## [SELECTED TEXT]
Michael Gazella (October 13, 1895 – September 11, 1978) was an American major league baseball player who played for the New York Yankees on several championship teams in the 1920s.

Born in Olyphant, Pennsylvania, Gazella played football as well as baseball at Lafayette College and Mansfield University of Pennsylvania. In 1923, he was signed by New York and played in eight games for the Yankees that season. Consigned to the minor leagues in 1924 and 1925, he played for teams in Minneapolis and Atlanta before rejoining New York in the 1926 season as a utility infielder, usually playing third base.

The Yankees played in the World Series every year Gazella was on the team, winning three. However, Gazella played in only the 1926 Series, in which the Yankees lost to the St. Louis Cardinals.

After retiring, Gazella managed the Ponca City Angels of the Western Association and the Moline Plowboys of the Three-I League, as well as scouted for the Yankees.

## [DATA ROWS]
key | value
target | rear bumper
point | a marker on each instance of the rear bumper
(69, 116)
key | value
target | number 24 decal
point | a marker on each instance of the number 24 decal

## [TASK 1]
Print the Michael Gazella passage from "The Yankees played" to "for the Yankees.".
## [TASK 2]
According to the Michael Gazella passage, in which two cities did Gazella play minor league baseball in 1924 and 1925?
The items have no connection to the Michael Gazella passage.

## [REPLY 1]
The Yankees played in the World Series every year Gazella was on the team, winning three. However, Gazella played in only the 1926 Series, in which the Yankees lost to the St. Louis Cardinals.

After retiring, Gazella managed the Ponca City Angels of the Western Association and the Moline Plowboys of the Three-I League, as well as scouted for the Yankees.

## [REPLY 2]
Minneapolis and Atlanta.